● **Text**:

——

Sound Consistency Trajectory Models (SoundCTM)

The paper introduces Sound Consistency Trajectory Models (SoundCTM), a novel approach for text-to-sound (T2S) generation aimed at addressing the high inference latency typically associated with diffusion-based sound generation models. SoundCTM enables flexible transitioning between high-quality one-step sound generation and superior multi-step sound generation, providing creators with an efficient and versatile tool for real-time sound synthesis.

Background and Challenges

Recent advancements in diffusion-based models have demonstrated significant promise in generating high-quality sounds for multimedia applications. However, the iterative sampling process inherent in these models results in slow inference speeds. This latency is particularly burdensome for sound creators who require rapid feedback to refine and align sounds with their artistic intentions. Addressing the slow inference problem is crucial for making these models more practical and appealing to sound creators.

SoundCTM: A Novel Framework

SoundCTM offers a solution by allowing flexible switching between one-step high-quality sound generation and higher-quality multi-step generation. The framework introduces several innovations:

  1. Feature Distance from Teacher's Network: To improve the performance without the need for expensive pretrained feature extractors or adversarial loss, SoundCTM utilizes the teacher's network to derive a novel feature distance for a distillation loss, optimizing memory usage and performance.
  2. Classifier-Free Guided Trajectories: The framework distills classifier-free guided text-conditional trajectories, simultaneously training conditional and unconditional student models.
  3. Interpolation During Inference: During sampling, SoundCTM leverages a new scaling term to interpolate between text-conditional and unconditional neural jumps, enhancing the flexibility and quality of the generated sounds.

Experimental Results

The paper reports comprehensive experiments demonstrating SoundCTM's effectiveness across various metrics such as Frechet Audio Distance (FAD), Inception Score (IS), and CLAP score. Key findings include:

  • High-Quality One-Step Generation: SoundCTM's one-step generation achieves a FAD of 2.17, outperforming other models like ConsistencyTTA.

——

● **Explore the material**:
1. Answer these questions from the SoundCTM overview above:
(a) What does the abbreviation T2S stand for?
(b) What do the background paragraphs say results from the iterative sampling process in diffusion-based models?
(c) What FAD does SoundCTM's one-step generation achieve?
2. Can you continue the SoundCTM overview above, picking up right after its last line?

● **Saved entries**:
——

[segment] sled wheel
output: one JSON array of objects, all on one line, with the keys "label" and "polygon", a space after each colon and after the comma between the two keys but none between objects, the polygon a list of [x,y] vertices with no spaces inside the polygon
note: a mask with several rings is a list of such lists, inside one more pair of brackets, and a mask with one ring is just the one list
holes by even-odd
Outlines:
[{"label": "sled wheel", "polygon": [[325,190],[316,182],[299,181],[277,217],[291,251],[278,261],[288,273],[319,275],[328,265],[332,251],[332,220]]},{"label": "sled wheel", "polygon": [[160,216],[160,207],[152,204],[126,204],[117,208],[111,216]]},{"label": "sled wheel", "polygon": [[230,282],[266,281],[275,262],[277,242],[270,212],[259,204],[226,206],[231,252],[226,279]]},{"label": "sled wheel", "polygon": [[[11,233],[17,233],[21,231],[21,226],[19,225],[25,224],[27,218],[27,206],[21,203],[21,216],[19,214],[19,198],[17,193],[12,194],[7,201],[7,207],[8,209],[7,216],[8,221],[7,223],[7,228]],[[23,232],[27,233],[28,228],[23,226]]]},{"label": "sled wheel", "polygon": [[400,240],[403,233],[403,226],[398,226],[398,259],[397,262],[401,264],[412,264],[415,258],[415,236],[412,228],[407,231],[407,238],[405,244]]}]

——

● **Replies**:
1.
(a) Text-to-sound.
(b) Slow inference speeds.
(c) 2.17.

2.
  • Flexible Multi-Step Generation: With 16-step sampling, SoundCTM achieves superior performance, showcasing FAD improvements and real-time generation capabilities on both GPU and CPU platforms.
  • Training-Free Controllable Generation: SoundCTM supports training-free controllable sound generation, leveraging its anytime-to-anytime jump capability to optimize initial noise with significant efficiency.

Implications and Future Developments

The introduction of SoundCTM holds several implications for both practical applications and theoretical developments in sound generation:

  1. Real-Time Sound Synthesis: By addressing the issue of slow inference, SoundCTM can significantly enhance the efficiency of sound creation workflows, making it a valuable tool for Foley artists and multimedia content creators.
  2. Versatility Across Modalities: The domain-agnostic nature of the proposed framework suggests potential applicability to other modalities beyond sound, paving the way for broader adoption in multimedia generation tasks.
  3. Dynamic Sound Generation: The ability to achieve real-time dynamic sound generation opens new possibilities for live performances, interactive exhibitions, and immersive video game experiences.

Future research could further explore the integration of SoundCTM with other state-of-the-art models and techniques, as well as potential applications beyond the current scope. Enhancing the interpretability of the generated sounds and improving the robustness of the framework in diverse environments are also promising directions.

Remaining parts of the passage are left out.